**Dataset rows**
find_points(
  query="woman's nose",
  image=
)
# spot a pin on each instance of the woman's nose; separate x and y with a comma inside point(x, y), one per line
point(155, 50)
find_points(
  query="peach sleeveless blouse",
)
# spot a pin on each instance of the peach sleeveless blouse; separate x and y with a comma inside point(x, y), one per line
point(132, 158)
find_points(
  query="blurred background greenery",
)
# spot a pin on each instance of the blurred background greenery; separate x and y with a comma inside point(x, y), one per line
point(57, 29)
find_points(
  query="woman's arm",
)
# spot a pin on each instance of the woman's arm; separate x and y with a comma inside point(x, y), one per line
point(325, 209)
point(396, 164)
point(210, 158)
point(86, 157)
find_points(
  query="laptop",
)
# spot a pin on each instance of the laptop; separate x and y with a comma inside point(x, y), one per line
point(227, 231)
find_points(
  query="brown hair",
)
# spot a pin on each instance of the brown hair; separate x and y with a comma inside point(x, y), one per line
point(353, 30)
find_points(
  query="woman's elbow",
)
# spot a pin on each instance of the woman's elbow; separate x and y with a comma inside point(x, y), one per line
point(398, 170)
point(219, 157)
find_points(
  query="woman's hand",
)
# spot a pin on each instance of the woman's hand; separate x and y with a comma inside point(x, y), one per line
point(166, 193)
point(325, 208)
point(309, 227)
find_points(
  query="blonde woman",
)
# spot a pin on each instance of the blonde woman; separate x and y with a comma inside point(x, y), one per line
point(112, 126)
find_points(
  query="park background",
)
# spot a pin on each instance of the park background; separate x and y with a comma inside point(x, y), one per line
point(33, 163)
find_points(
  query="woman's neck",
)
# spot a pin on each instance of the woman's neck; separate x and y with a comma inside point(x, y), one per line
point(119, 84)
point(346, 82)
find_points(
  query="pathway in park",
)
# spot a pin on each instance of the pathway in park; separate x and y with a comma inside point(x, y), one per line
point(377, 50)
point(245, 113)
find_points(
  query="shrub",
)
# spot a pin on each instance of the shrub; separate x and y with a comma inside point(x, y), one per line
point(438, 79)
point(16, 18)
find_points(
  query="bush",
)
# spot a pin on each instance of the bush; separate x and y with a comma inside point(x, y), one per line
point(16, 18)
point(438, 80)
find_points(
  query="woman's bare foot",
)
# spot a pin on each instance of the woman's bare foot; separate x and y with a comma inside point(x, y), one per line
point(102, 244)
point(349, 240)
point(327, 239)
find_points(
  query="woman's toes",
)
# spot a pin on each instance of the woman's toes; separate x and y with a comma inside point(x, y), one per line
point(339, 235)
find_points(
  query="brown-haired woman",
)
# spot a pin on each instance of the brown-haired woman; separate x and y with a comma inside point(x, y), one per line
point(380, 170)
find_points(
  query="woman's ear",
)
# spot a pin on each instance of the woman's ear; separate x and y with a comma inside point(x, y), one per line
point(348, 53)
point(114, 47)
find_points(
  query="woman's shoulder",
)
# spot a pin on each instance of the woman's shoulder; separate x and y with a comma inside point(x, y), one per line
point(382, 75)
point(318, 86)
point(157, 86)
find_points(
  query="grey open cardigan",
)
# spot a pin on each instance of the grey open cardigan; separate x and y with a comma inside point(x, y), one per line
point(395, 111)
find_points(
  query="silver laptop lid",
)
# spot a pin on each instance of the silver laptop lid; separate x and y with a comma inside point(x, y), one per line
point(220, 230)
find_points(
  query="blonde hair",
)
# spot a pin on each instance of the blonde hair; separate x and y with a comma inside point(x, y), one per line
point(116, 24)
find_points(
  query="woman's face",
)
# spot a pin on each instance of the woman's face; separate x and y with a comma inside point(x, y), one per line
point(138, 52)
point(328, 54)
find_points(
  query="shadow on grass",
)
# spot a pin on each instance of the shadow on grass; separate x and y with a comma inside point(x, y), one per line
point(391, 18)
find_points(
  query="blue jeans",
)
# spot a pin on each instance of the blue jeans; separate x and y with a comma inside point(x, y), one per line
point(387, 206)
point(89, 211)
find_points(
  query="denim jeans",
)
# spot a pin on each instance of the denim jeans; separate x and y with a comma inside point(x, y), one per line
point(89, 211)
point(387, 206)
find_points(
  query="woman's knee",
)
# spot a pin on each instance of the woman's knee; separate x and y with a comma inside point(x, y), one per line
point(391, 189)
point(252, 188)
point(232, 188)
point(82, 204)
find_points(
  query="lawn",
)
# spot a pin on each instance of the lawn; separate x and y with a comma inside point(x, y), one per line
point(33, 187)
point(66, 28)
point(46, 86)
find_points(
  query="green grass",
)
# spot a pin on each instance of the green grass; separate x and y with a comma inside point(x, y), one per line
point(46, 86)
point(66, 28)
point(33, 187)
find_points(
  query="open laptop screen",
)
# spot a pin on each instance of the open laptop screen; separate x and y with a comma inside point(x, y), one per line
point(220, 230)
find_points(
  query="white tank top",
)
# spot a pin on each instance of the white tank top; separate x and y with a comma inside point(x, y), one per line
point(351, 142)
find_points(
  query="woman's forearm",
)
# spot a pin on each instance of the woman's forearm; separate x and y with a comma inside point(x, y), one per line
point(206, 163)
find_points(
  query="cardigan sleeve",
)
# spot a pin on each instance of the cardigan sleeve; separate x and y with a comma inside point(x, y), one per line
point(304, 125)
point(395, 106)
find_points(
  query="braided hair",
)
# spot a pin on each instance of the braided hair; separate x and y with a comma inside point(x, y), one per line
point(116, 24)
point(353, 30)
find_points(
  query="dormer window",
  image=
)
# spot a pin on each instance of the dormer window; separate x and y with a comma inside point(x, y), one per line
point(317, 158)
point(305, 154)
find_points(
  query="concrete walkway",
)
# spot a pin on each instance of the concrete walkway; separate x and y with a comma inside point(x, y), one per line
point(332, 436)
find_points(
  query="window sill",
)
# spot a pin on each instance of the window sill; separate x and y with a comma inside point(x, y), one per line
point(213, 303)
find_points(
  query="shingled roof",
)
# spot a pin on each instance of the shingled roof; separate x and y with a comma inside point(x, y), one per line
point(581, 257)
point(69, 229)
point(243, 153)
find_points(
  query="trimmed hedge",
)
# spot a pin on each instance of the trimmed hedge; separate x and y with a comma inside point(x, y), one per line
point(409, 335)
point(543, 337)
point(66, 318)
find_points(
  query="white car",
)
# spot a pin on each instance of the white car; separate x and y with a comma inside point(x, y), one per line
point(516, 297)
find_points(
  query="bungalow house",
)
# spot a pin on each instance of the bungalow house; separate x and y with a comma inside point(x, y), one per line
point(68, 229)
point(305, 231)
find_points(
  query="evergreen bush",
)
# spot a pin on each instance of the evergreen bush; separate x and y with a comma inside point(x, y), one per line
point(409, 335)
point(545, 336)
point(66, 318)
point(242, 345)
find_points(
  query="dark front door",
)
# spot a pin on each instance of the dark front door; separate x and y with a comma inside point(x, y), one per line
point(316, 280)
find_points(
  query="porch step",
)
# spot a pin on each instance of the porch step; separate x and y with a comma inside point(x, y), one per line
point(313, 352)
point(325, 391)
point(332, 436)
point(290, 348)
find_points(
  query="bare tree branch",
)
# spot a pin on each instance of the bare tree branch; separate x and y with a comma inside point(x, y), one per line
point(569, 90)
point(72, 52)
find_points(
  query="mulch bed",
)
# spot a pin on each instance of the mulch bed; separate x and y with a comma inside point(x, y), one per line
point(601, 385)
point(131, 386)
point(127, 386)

**Work instructions**
Output all of the material, please, exactly as it stands.

**The reply**
find_points(
  query="woman's nose",
  image=
)
# spot a pin on each instance of the woman's nose; separate x and y with a comma inside point(x, y), one per line
point(155, 50)
find_points(
  query="peach sleeveless blouse",
)
# spot a pin on each instance of the peach sleeveless blouse; separate x and y with a comma inside point(x, y), one per line
point(132, 158)
find_points(
  query="blurred background greenery",
)
# spot a pin on each instance of the blurred background greenery; separate x and y with a comma inside point(x, y), one per line
point(57, 29)
find_points(
  query="woman's arm",
)
# spot a pin on each instance of the woman's arm; separate x and y with a comma inside point(x, y), one per line
point(325, 209)
point(396, 164)
point(210, 158)
point(86, 157)
find_points(
  query="laptop",
)
# spot a pin on each instance of the laptop; separate x and y with a comma inside point(x, y), one per line
point(227, 231)
find_points(
  query="brown hair",
)
# spot a pin on each instance of the brown hair; separate x and y with a comma inside point(x, y), one per line
point(353, 30)
find_points(
  query="woman's elbow",
)
# spot a pin on each instance of the woman's elbow; separate x and y with a comma inside point(x, y), one per line
point(398, 170)
point(219, 157)
find_points(
  query="woman's hand",
)
# spot a pin on each instance of the woman's hand; separate x and y with a comma inside point(x, y), one per line
point(166, 193)
point(325, 208)
point(309, 227)
find_points(
  query="blonde woman",
)
# spot a pin on each instance of the blonde woman; separate x and y with a comma inside point(x, y), one per line
point(112, 126)
find_points(
  query="park background",
)
# spot a pin on each instance of the park background; separate x and y with a comma inside point(x, y), one per line
point(33, 163)
find_points(
  query="woman's neck",
)
# spot a pin on each instance of the woman's neck; separate x and y with a comma inside point(x, y), one per line
point(119, 84)
point(346, 82)
find_points(
  query="pathway in park",
)
# spot a pin on each instance of the pathway in park; separate x and y with a comma inside point(x, y), one per line
point(377, 50)
point(245, 113)
find_points(
  query="shrub",
)
# spot a pin on each instance of the shrub; separate x and y with a comma inside point(x, y), one per line
point(438, 79)
point(16, 18)
find_points(
  query="bush",
)
# spot a pin on each instance of the bush; separate x and y with a comma inside point(x, y), one per line
point(16, 18)
point(438, 80)
find_points(
  query="woman's bare foot",
)
# spot a pin on each instance of the woman's bare foot; separate x and y with a comma inside point(x, y), one per line
point(102, 244)
point(349, 240)
point(327, 239)
find_points(
  query="woman's toes",
)
# spot a pin on each instance of the woman's toes; separate x and y with a comma inside point(x, y), one per line
point(339, 235)
find_points(
  query="brown-haired woman",
)
# spot a pin on each instance of the brown-haired woman; separate x and y with a comma inside point(x, y), one per line
point(380, 170)
find_points(
  query="woman's ear",
)
# spot a pin on each instance of the woman's ear; separate x and y with a comma inside point(x, y), one per line
point(348, 53)
point(114, 47)
find_points(
  query="woman's shoulder",
)
# spot a pin on each instance of the woman's shoulder; separate x and y with a comma inside point(x, y), one per line
point(382, 75)
point(318, 86)
point(157, 86)
find_points(
  query="grey open cardigan",
)
# spot a pin on each instance of the grey open cardigan; separate x and y with a comma inside point(x, y), one per line
point(395, 111)
find_points(
  query="silver laptop lid",
)
# spot a pin on each instance of the silver laptop lid; separate x and y with a comma inside point(x, y), one per line
point(220, 230)
find_points(
  query="blonde hair",
)
# spot a pin on each instance of the blonde hair; separate x and y with a comma inside point(x, y), one per line
point(116, 24)
find_points(
  query="woman's face",
)
# spot a pin on each instance of the woman's face; separate x and y with a comma inside point(x, y), one per line
point(138, 52)
point(328, 54)
find_points(
  query="shadow on grass",
)
# spot a pin on each instance of the shadow on grass; separate x and y with a comma inside point(x, y), one per line
point(391, 18)
find_points(
  query="blue jeans",
)
# spot a pin on each instance of the blue jeans; separate x and y with a comma inside point(x, y), one per line
point(387, 206)
point(89, 211)
find_points(
  query="denim jeans",
)
# spot a pin on each instance of the denim jeans; separate x and y with a comma inside point(x, y), one per line
point(89, 211)
point(387, 206)
find_points(
  query="woman's knee",
)
# spot a pin on each instance of the woman's knee; separate x and y with a comma inside point(x, y), one per line
point(391, 189)
point(252, 188)
point(232, 188)
point(82, 204)
find_points(
  query="lawn",
)
# spot a pin on each instance of the lawn; separate x and y with a comma inside point(x, y), one per line
point(33, 187)
point(66, 28)
point(46, 86)
find_points(
  query="green grass",
)
# spot a pin on each instance of the green grass; separate x and y with a comma inside point(x, y), one per line
point(46, 86)
point(66, 28)
point(33, 187)
find_points(
  query="open laptop screen",
)
# spot a pin on each instance of the open laptop screen; separate x and y with a comma inside point(x, y), one per line
point(220, 230)
find_points(
  query="white tank top",
)
# spot a pin on each instance of the white tank top; separate x and y with a comma inside point(x, y), one per line
point(351, 142)
find_points(
  query="woman's forearm",
)
# spot a pin on each instance of the woman's forearm; separate x and y with a comma inside point(x, y), one per line
point(206, 163)
find_points(
  query="cardigan sleeve",
)
# spot a pin on each instance of the cardigan sleeve; separate x and y with a comma inside point(x, y), one per line
point(304, 125)
point(395, 106)
find_points(
  query="braided hair",
)
# spot a pin on each instance of the braided hair; separate x and y with a comma inside point(x, y), one per line
point(116, 24)
point(353, 30)
find_points(
  query="dormer window",
  image=
)
# spot a pin on each instance of the dormer window; separate x and y with a comma inside point(x, y), one per line
point(317, 158)
point(305, 154)
find_points(
  query="concrete walkway",
)
# spot a pin on each instance of the concrete walkway; separate x and y with a comma inside point(x, y), one per line
point(332, 436)
find_points(
  query="window sill",
)
# spot a pin on each instance of the window sill; separate x and y with a comma inside point(x, y), one per line
point(213, 303)
find_points(
  query="shingled roof",
)
# spot a pin on each instance of the shingled roof; separate x and y with a comma inside point(x, y), one per line
point(581, 257)
point(69, 229)
point(243, 153)
find_points(
  query="trimmed hedge",
)
# spot a pin on each instance of the trimmed hedge; separate x and y with a comma inside point(x, y), one per line
point(409, 335)
point(543, 337)
point(66, 318)
find_points(
  query="white car",
)
# spot a pin on each instance of the white car; separate x and y with a comma inside point(x, y), one per line
point(516, 297)
find_points(
  query="bungalow house",
)
# spot a pin on each instance of the bungalow house; separate x and y with a comma inside point(x, y), one per line
point(68, 229)
point(305, 231)
find_points(
  query="evergreen bush",
)
# spot a pin on each instance of the evergreen bush; separate x and y with a comma inside point(x, y), one per line
point(409, 335)
point(545, 336)
point(66, 318)
point(242, 345)
find_points(
  query="dark front door",
)
# spot a pin on each instance of the dark front door; separate x and y with a comma inside point(x, y), one per line
point(316, 280)
find_points(
  query="porch step",
)
# spot a pin on each instance of the porch step; separate x and y with a comma inside point(x, y), one per line
point(313, 352)
point(325, 391)
point(332, 436)
point(290, 348)
find_points(
  query="bare tree branch",
)
# spot a pin on each instance of the bare tree branch; separate x and y with a comma inside point(x, y), one per line
point(569, 90)
point(72, 52)
find_points(
  query="mulch bed",
)
# spot a pin on each instance of the mulch bed; separate x and y with a comma inside point(x, y), one per line
point(601, 385)
point(131, 386)
point(127, 386)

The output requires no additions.